WHAT YOU ARE ASKED TO DO: Please set down every line of the records below exactly, without the pictures.

DATASET:
-=-=-=-=-

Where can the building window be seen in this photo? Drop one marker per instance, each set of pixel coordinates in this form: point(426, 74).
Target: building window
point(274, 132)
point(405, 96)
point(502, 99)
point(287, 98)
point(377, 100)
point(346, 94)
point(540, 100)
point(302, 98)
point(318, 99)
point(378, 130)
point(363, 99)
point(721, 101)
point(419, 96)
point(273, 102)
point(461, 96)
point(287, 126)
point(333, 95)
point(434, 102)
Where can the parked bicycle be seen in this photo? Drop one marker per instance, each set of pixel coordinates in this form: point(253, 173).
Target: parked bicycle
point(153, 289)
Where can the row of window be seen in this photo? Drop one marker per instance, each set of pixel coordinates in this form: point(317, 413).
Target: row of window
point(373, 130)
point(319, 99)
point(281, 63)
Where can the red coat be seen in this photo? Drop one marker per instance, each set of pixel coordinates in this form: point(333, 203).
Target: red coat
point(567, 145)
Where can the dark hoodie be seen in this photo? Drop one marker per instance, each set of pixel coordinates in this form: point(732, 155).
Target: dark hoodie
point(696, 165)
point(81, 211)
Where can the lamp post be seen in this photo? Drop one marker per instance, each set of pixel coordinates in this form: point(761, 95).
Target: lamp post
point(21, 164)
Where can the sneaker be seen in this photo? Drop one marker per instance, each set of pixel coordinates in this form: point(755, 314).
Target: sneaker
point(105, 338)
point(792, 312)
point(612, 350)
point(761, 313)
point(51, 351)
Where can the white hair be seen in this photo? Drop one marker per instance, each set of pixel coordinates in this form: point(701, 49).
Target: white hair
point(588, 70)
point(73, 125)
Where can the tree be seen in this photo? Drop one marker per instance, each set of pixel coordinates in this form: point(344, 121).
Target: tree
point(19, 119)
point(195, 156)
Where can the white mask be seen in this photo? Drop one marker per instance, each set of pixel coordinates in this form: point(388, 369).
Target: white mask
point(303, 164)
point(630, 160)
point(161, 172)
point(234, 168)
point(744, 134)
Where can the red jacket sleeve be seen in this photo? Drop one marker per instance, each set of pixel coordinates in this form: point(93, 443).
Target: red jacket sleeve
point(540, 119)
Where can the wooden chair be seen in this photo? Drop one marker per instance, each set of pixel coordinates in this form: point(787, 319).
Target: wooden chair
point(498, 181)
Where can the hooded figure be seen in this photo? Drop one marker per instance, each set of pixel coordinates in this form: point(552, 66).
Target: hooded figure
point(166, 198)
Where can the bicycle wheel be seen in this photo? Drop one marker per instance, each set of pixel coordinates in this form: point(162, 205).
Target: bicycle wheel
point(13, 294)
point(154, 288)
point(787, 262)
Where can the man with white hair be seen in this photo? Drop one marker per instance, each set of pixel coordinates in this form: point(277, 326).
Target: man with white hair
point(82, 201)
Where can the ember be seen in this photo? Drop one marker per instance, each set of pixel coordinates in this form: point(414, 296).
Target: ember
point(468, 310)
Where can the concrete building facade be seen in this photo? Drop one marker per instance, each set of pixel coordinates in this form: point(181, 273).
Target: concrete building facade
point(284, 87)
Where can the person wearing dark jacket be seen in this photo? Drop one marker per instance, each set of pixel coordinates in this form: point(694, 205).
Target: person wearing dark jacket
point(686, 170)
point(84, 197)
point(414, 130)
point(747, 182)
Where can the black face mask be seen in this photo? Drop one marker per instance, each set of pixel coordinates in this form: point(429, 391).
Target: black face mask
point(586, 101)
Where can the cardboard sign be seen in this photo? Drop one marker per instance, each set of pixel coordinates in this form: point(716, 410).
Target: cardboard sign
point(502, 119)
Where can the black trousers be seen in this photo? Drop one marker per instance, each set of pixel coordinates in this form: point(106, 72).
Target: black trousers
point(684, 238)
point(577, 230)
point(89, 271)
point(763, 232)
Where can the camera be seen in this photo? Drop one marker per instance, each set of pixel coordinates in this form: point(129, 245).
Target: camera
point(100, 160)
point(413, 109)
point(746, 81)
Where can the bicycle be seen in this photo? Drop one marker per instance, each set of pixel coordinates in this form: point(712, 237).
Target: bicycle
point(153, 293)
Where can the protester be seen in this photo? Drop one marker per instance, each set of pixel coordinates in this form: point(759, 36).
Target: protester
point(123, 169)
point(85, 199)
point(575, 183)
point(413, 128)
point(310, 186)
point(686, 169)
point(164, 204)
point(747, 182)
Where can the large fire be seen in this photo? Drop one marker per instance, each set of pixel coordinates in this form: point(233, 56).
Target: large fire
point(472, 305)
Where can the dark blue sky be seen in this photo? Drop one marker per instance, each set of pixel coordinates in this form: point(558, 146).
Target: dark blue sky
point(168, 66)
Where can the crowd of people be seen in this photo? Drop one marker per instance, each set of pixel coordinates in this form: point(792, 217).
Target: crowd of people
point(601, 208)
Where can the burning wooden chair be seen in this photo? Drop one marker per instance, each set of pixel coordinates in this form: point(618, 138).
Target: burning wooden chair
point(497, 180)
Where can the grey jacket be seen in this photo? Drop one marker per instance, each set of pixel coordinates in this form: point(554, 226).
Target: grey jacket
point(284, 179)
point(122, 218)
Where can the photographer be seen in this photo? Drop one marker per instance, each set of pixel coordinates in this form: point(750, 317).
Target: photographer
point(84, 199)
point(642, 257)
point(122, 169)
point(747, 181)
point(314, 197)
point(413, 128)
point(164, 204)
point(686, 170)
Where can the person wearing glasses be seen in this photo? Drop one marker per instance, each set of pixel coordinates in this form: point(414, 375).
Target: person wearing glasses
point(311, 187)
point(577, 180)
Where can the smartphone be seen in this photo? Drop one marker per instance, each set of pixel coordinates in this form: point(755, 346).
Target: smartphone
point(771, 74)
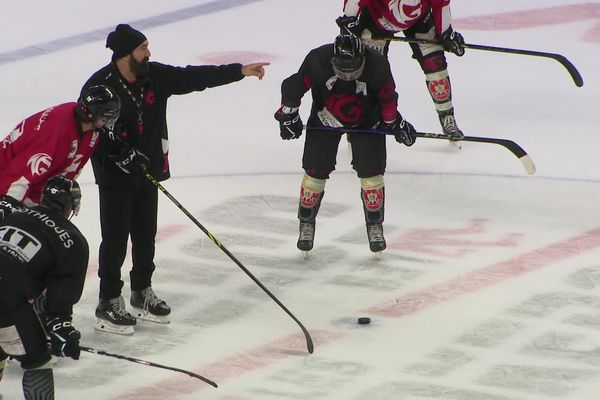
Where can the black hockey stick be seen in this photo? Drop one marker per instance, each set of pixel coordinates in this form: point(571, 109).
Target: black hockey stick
point(558, 57)
point(309, 342)
point(508, 144)
point(148, 363)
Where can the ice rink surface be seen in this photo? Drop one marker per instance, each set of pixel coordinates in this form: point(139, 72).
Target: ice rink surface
point(489, 288)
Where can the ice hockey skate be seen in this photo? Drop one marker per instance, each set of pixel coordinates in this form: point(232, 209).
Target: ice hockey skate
point(449, 126)
point(375, 236)
point(306, 236)
point(112, 317)
point(148, 306)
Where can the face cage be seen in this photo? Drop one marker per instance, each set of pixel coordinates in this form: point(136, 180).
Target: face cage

-=-=-=-=-

RESULT FOR THIS TASK:
Where can the building window be seen in this photo? Drop one marker per instance, each set of pixel coordinates in this form: point(426, 74).
Target: building window
point(274, 132)
point(405, 96)
point(502, 99)
point(287, 98)
point(377, 100)
point(346, 94)
point(540, 100)
point(302, 98)
point(318, 99)
point(378, 130)
point(363, 99)
point(721, 101)
point(419, 96)
point(273, 102)
point(461, 96)
point(287, 126)
point(333, 95)
point(434, 102)
Where can the parked bicycle be seen in this photo? Drop one marker per instance, each set of pixel coordinates in this form: point(253, 173).
Target: parked bicycle
point(153, 289)
Where can the row of window be seen in this photo? Drop one marker per instance, each set of pixel coordinates in this form: point(317, 413).
Target: row of window
point(373, 130)
point(319, 99)
point(281, 63)
Where can the red coat be seen in this photo? Drop one marker per instance, each set of pixel coordinates in this form: point(333, 203).
Target: red coat
point(567, 145)
Where can the dark hoodie be seen in this photo? Drop one marker per instance, each set of pixel coordinates in this form: point(732, 155).
Target: dark hoodie
point(696, 165)
point(81, 211)
Where can the lamp post be seen in this photo? Drop one marker per instance, each set of pixel coordinates in this form: point(761, 95).
Target: lamp post
point(21, 164)
Where can the sneaker be seen in this photo? Drop one marker per instance, each set of pixel coordinates in this form: point(755, 314).
Target: sneaker
point(105, 338)
point(792, 312)
point(612, 350)
point(761, 313)
point(51, 351)
Where can the white hair be seen in this photo? Drop one marker per instance, each set of pixel coordinates in this form: point(701, 49).
Target: white hair
point(588, 70)
point(73, 125)
Where can the tree be seen in this photo? Drop one marker per instance, each set of pixel coordinates in this form: point(344, 121).
Target: tree
point(19, 119)
point(195, 156)
Where can the white mask be seen in this photo? Drop one marker per instance, each set of pixel coordinates in this form: point(388, 369).
Target: white mask
point(303, 164)
point(630, 160)
point(161, 172)
point(234, 168)
point(744, 134)
Where can the red jacket sleeve be seen in this photo? Drop one marker per instance, each set of pixel coordinates in this form: point(93, 443).
Target: red jacket sleeve
point(540, 119)
Where can the wooden chair be seen in this photo? Drop one marker per instance, each set of pixel coordinates in this form: point(787, 319).
Target: wooden chair
point(498, 181)
Where can the hooded figure be seen in this photo? Drop one marker per instance, each set of pixel coordinates in this form: point(552, 66).
Target: hooded figure
point(166, 198)
Where can the bicycle wheel be seen in this photo? Drop one marker per instance, each set of pixel coordinates in this form: point(162, 205).
Target: bicycle wheel
point(13, 294)
point(154, 288)
point(787, 262)
Where can the man with white hair be seen in this photo? Drop one marker per instance, each set of pixel coordinates in this form: point(277, 326).
Target: man with white hair
point(82, 201)
Where can the ember be seen in this photo? Drop one marker per instance, each set of pixel coordinates in this form: point(414, 296).
Target: ember
point(468, 310)
Where can the concrete building facade be seen in this photo? Drop one marker per instance, each set of pixel coordinates in this form: point(181, 273).
Target: concrete building facade
point(284, 87)
Where can the person wearing dark jacket be seen in this photo? Drop one marker per instance, each set of pixel coordinates in this form: point(694, 205).
Target: person wearing dark jacket
point(686, 170)
point(84, 197)
point(414, 130)
point(747, 182)
Where can the black face mask be seen in this photo? Drop one marker per instance, each set of pixel coordinates in this form: point(429, 391).
Target: black face mask
point(586, 101)
Where can the cardboard sign be seen in this photo? Drop one marker per instance, each set of pixel coordinates in this form: point(716, 410).
Target: cardboard sign
point(502, 119)
Where can the black trousers be seen in this photo? Drop one marker per instance, each set of pixel coordinates in this form: point(106, 72).
Target: black trousers
point(684, 238)
point(577, 230)
point(89, 271)
point(763, 232)
Where can the camera be seen in this photo? Drop one marker per instance, each set of pixel coordinates in this form: point(129, 245).
Target: camera
point(100, 160)
point(413, 109)
point(746, 81)
Where can the bicycle be seen in this photo? Drop one marker per instance, each set of pixel coordinates in this form: point(712, 237).
Target: bicycle
point(153, 293)
Where can the protester be seen in this photo? Drop one marker per instance, each set of pixel coordinates in this form: point(759, 36).
Target: protester
point(123, 169)
point(85, 199)
point(575, 183)
point(413, 128)
point(310, 186)
point(686, 169)
point(164, 204)
point(747, 182)
Where can the large fire be seen in this photo? Drop one marker per instance, each set of pixel coordinates in this form: point(233, 56).
Target: large fire
point(472, 305)
Where can the dark blue sky be seen in this photo? Drop one marker per instance, each set of pixel coordinates in this form: point(558, 146).
Target: dark blue sky
point(168, 66)
Where can the crowd of people be seen in this photo? Drop one marker per instance, each set of pixel coordinates in this form: point(792, 217).
Target: crowd of people
point(601, 208)
Where can the burning wooden chair be seen in this photo? Drop one marker per instance, each set of pixel coordinates in this form: point(618, 138).
Target: burning wooden chair
point(497, 180)
Where can the grey jacket be seen in this photo? Drop one marker per instance, each set of pixel coordinates in this form: point(554, 226).
Target: grey jacket
point(284, 179)
point(122, 218)
Where can the photographer be seen in this photo? Drop one marker per instance, each set of pixel coordinates in this form: point(750, 317).
Target: photographer
point(84, 199)
point(642, 257)
point(122, 169)
point(747, 181)
point(314, 197)
point(413, 128)
point(164, 204)
point(686, 170)
Where can the person wearing glasses be seen in this photo? Drop one marker per instance, each set of pixel coordinates in this form: point(414, 375).
Target: person wearing glasses
point(311, 187)
point(577, 180)
Where can the smartphone be seen in this photo? Drop one marker per instance, each set of pixel coordinates in this form: point(755, 346).
Target: smartphone
point(771, 74)
Where can the black hockey stick be seen in this photo? Drop one marker per instance, each set of pixel coordinates in this form: point(571, 109).
Target: black hockey stick
point(558, 57)
point(309, 342)
point(508, 144)
point(148, 363)
Where can the ice rink surface be seen in this photo? Drop one marker per instance, each set of pixel coordinates in this form: point(139, 72).
Target: ice rink surface
point(489, 288)
Where can the ice hockey skate be seen in this photo? Drop one marker per instance, each set of pixel coordinates in this form: point(232, 209).
Target: ice hockey skate
point(449, 126)
point(375, 236)
point(306, 236)
point(112, 317)
point(148, 306)
Where can the face cage be seen in this photo? Drop one marker per instance, each set of pixel coordinates in this form: point(136, 180).
Target: face cage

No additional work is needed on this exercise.